▶ **DATASET**:
※
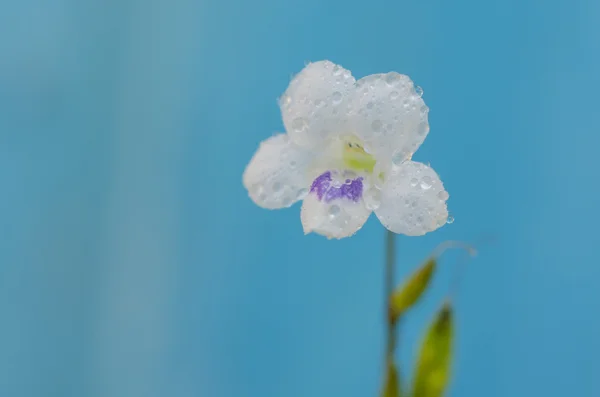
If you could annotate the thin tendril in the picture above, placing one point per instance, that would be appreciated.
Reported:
(390, 260)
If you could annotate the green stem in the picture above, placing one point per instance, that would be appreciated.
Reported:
(390, 260)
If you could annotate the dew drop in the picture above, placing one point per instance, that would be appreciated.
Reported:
(299, 124)
(372, 198)
(426, 182)
(376, 125)
(392, 78)
(334, 210)
(399, 157)
(300, 194)
(336, 97)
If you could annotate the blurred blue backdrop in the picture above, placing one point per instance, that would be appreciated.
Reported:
(132, 262)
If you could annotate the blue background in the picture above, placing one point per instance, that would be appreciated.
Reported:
(132, 262)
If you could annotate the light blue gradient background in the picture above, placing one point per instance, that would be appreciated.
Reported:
(132, 262)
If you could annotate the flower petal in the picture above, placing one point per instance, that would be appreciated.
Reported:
(413, 200)
(389, 115)
(276, 176)
(314, 106)
(334, 207)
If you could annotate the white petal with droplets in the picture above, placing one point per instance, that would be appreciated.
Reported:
(276, 176)
(314, 107)
(413, 200)
(389, 115)
(336, 219)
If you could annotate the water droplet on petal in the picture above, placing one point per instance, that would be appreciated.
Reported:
(376, 125)
(334, 210)
(299, 124)
(426, 182)
(372, 198)
(336, 97)
(300, 194)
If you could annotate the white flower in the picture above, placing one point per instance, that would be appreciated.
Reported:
(347, 152)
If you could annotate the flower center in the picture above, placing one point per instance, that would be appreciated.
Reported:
(356, 158)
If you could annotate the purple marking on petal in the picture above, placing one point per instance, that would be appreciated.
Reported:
(321, 184)
(324, 189)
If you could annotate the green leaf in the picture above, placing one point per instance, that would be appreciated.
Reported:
(404, 297)
(391, 387)
(433, 366)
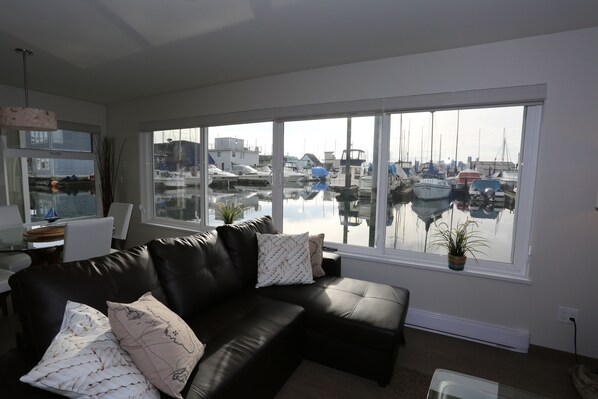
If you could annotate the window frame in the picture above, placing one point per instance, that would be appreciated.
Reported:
(531, 97)
(25, 153)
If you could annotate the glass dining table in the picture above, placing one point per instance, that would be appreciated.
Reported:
(23, 237)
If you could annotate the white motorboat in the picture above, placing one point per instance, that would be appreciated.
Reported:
(430, 189)
(220, 176)
(248, 175)
(169, 179)
(486, 190)
(357, 168)
(290, 175)
(397, 179)
(194, 179)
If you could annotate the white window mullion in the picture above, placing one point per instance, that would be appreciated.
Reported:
(382, 196)
(277, 177)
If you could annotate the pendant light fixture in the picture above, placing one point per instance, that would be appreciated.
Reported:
(26, 118)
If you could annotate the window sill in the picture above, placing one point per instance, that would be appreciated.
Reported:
(439, 265)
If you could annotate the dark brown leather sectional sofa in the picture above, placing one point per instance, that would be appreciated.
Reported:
(255, 338)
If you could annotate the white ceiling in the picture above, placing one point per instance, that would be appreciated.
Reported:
(112, 50)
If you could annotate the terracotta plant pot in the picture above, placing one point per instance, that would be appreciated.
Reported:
(457, 262)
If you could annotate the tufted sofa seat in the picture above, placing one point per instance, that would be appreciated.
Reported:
(255, 338)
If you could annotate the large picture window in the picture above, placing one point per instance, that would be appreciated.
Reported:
(376, 182)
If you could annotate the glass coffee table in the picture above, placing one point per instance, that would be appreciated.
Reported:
(448, 384)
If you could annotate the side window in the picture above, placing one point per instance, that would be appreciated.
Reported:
(50, 170)
(177, 174)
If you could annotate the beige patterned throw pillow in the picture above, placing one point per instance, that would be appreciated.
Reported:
(162, 345)
(316, 243)
(283, 259)
(84, 360)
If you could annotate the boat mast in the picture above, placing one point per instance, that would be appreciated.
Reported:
(348, 156)
(457, 141)
(432, 144)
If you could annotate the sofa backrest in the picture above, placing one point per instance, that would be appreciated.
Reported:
(40, 292)
(241, 242)
(194, 270)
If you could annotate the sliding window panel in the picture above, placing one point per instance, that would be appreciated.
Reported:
(453, 166)
(330, 179)
(177, 174)
(239, 172)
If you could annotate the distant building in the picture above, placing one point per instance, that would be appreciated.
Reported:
(330, 161)
(490, 168)
(229, 150)
(309, 161)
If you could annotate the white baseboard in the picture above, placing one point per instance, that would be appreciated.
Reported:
(508, 338)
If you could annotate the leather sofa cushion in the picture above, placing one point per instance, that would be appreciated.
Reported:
(360, 312)
(40, 292)
(195, 271)
(241, 242)
(249, 340)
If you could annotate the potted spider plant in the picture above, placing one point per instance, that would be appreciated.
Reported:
(459, 241)
(229, 211)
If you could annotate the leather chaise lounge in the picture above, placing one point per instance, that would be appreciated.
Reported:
(255, 337)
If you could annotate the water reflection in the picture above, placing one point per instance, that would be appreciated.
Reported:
(67, 202)
(315, 208)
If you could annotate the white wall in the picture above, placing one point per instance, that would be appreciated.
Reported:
(66, 109)
(564, 268)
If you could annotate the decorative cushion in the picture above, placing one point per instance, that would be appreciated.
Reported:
(85, 361)
(162, 345)
(283, 259)
(316, 243)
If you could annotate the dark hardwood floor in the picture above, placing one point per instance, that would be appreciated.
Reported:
(541, 370)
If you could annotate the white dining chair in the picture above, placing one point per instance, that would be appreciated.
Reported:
(121, 212)
(10, 220)
(87, 238)
(4, 289)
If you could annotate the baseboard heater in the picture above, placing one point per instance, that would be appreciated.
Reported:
(508, 338)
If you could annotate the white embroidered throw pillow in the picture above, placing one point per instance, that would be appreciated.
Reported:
(162, 345)
(283, 259)
(84, 360)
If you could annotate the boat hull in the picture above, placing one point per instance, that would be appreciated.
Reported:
(431, 189)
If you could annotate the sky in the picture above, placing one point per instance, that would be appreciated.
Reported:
(479, 133)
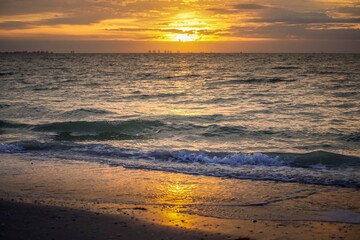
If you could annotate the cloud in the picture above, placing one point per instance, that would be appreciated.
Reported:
(248, 6)
(9, 25)
(144, 19)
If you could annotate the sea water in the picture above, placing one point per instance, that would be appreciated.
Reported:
(283, 117)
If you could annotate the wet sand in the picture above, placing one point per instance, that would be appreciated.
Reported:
(33, 221)
(81, 200)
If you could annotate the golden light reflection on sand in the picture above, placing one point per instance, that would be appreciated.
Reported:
(175, 194)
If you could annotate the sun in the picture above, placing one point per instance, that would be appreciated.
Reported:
(185, 37)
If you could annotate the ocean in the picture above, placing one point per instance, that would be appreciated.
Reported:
(279, 117)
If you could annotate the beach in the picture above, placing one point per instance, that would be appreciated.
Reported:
(179, 146)
(71, 199)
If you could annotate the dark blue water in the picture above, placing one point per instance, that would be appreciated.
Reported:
(286, 117)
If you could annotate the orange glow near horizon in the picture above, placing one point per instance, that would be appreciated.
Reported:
(180, 21)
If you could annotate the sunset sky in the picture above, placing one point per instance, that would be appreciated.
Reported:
(186, 25)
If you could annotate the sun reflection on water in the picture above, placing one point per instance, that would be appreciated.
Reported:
(175, 195)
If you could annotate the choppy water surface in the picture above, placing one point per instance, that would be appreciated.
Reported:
(287, 117)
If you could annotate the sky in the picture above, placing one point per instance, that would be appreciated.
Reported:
(180, 25)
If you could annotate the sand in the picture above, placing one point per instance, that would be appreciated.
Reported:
(63, 199)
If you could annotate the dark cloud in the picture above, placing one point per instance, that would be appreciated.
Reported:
(352, 11)
(281, 31)
(248, 6)
(10, 25)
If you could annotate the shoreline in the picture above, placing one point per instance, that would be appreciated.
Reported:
(172, 204)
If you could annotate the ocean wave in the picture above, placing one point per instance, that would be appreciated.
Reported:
(83, 112)
(256, 81)
(302, 160)
(318, 167)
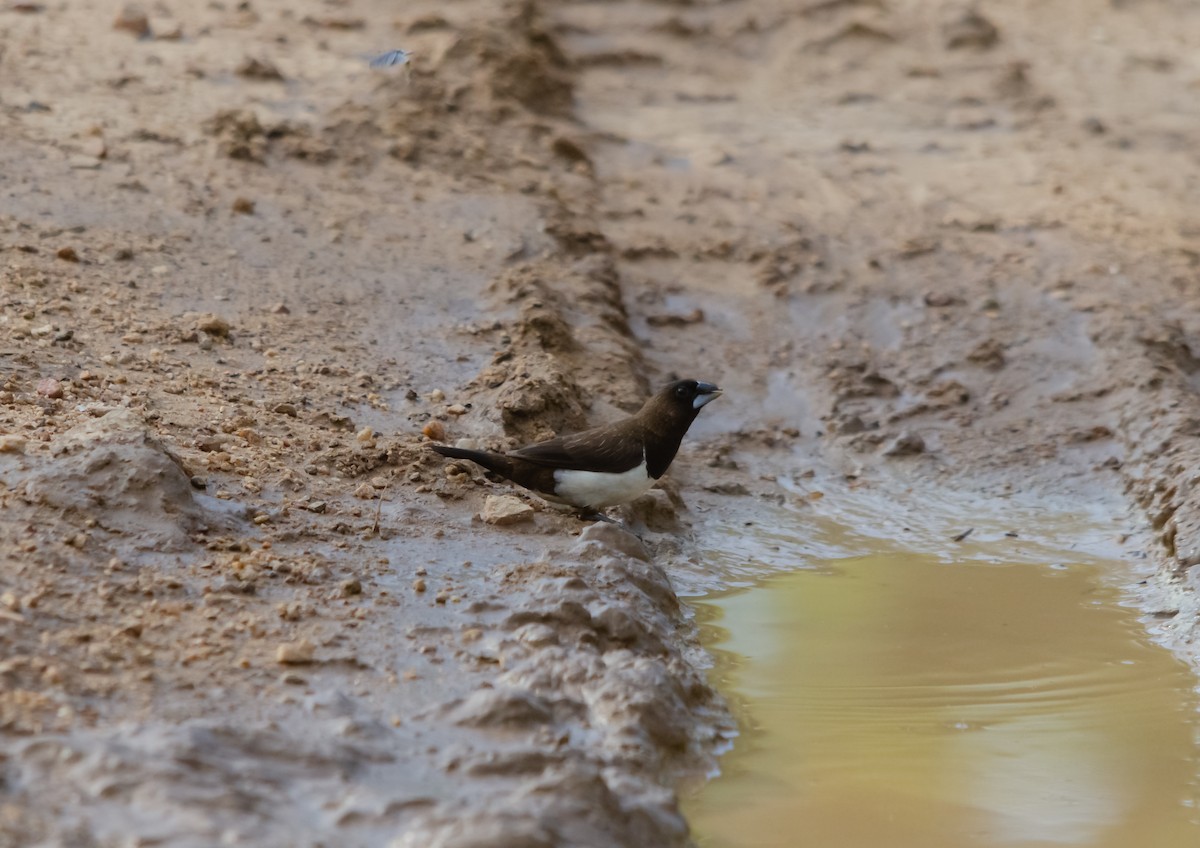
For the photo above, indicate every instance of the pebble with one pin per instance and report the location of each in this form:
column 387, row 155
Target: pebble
column 12, row 443
column 213, row 324
column 906, row 444
column 502, row 510
column 49, row 388
column 132, row 19
column 295, row 653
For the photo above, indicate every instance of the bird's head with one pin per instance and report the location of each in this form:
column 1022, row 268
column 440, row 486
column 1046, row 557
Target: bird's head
column 681, row 401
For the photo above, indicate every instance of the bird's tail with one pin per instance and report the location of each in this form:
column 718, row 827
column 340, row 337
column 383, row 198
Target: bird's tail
column 492, row 462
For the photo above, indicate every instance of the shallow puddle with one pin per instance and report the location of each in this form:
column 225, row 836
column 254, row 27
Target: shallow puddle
column 905, row 699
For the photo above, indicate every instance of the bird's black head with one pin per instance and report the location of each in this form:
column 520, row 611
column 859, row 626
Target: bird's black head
column 682, row 400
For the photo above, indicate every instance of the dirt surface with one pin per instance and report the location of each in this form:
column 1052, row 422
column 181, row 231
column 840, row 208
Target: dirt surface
column 246, row 277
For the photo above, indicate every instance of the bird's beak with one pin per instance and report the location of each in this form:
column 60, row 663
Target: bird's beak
column 705, row 394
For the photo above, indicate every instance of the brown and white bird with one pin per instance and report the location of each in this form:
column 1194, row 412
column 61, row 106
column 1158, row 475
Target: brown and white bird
column 604, row 465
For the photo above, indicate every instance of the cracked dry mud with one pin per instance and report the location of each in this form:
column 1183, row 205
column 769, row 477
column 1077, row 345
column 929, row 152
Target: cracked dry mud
column 922, row 245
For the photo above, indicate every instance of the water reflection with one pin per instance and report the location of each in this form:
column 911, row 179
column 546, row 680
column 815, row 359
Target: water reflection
column 901, row 701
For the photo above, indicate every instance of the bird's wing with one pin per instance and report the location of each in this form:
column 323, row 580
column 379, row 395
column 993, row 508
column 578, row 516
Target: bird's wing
column 598, row 450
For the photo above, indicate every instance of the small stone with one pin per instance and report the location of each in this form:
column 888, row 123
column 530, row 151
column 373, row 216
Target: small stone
column 295, row 653
column 132, row 19
column 213, row 324
column 906, row 444
column 49, row 388
column 502, row 510
column 11, row 443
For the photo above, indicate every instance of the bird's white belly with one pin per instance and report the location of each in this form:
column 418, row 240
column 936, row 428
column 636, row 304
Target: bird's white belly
column 598, row 489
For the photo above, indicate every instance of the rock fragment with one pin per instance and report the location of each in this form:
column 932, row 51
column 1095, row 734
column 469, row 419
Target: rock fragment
column 295, row 653
column 906, row 444
column 503, row 510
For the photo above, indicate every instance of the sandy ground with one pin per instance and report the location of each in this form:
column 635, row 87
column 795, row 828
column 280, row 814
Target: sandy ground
column 245, row 277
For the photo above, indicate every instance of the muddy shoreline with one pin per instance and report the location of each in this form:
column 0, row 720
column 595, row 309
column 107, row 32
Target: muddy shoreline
column 244, row 275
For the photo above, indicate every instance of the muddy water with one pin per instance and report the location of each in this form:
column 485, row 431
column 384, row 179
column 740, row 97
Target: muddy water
column 996, row 696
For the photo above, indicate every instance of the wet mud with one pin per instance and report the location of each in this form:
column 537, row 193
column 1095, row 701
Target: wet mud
column 246, row 278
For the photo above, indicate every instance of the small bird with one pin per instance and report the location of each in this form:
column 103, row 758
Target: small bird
column 604, row 465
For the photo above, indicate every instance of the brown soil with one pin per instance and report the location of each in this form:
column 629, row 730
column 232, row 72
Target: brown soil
column 918, row 244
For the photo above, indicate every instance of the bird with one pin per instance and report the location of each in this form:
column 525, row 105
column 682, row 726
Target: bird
column 605, row 465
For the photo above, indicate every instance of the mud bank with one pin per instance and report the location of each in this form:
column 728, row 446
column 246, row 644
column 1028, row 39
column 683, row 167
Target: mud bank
column 246, row 278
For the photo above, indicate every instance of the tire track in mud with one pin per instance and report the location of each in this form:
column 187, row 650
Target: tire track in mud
column 535, row 696
column 906, row 230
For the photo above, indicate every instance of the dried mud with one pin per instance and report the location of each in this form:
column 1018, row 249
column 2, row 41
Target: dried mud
column 922, row 245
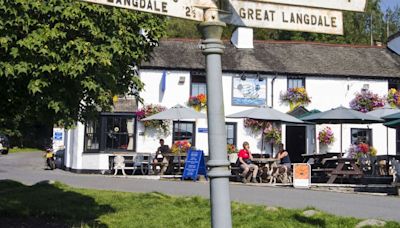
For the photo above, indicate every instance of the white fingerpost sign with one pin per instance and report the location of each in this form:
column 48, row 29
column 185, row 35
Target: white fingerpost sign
column 273, row 16
column 174, row 8
column 348, row 5
column 58, row 138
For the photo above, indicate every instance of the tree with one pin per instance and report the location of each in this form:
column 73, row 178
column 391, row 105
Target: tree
column 63, row 60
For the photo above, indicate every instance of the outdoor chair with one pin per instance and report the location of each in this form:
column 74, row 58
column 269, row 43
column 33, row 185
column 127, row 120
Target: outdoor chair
column 119, row 163
column 395, row 170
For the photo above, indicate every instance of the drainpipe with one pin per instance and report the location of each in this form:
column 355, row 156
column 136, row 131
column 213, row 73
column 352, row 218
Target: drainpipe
column 272, row 90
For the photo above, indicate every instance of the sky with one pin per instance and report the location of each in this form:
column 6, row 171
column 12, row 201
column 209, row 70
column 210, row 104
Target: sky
column 389, row 4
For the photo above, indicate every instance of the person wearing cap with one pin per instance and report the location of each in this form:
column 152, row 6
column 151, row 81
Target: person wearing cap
column 245, row 161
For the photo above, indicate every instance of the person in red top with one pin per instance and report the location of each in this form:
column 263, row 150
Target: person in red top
column 245, row 157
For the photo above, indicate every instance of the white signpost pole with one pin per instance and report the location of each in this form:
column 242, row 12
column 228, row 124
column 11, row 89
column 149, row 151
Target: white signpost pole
column 212, row 48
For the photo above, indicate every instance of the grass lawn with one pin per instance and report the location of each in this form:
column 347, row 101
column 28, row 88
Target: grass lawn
column 18, row 150
column 58, row 205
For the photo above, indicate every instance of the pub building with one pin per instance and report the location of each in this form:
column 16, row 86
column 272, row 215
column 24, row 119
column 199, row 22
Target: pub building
column 330, row 73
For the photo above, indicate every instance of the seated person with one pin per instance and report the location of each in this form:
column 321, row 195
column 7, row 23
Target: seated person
column 160, row 158
column 284, row 158
column 244, row 158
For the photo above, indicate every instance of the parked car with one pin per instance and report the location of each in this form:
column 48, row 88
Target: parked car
column 4, row 144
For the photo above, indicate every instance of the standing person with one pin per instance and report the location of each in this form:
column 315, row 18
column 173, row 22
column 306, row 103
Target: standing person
column 245, row 157
column 160, row 158
column 284, row 158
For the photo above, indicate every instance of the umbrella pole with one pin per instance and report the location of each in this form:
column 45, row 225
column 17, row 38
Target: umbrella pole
column 262, row 142
column 341, row 140
column 387, row 150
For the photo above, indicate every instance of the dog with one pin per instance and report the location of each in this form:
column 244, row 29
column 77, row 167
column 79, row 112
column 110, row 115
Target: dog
※
▶ **REQUIRED WORK**:
Select every line in the material above where the string "sofa" occurs, and copy it.

▶ **TASK RESULT**:
If you could annotate the dark brown leather sectional sofa in the picture above, placing one point per instance, that would be appreciated.
If you could annotate the tufted sofa seat in the picture above, placing one point per instance, that would be appreciated.
If you could annotate the sofa backrest in the picture above, placing one point per instance, that would be appreciated.
If you could annotate the leather sofa cushion in the picture above, placing one point per instance, that would be appreciated.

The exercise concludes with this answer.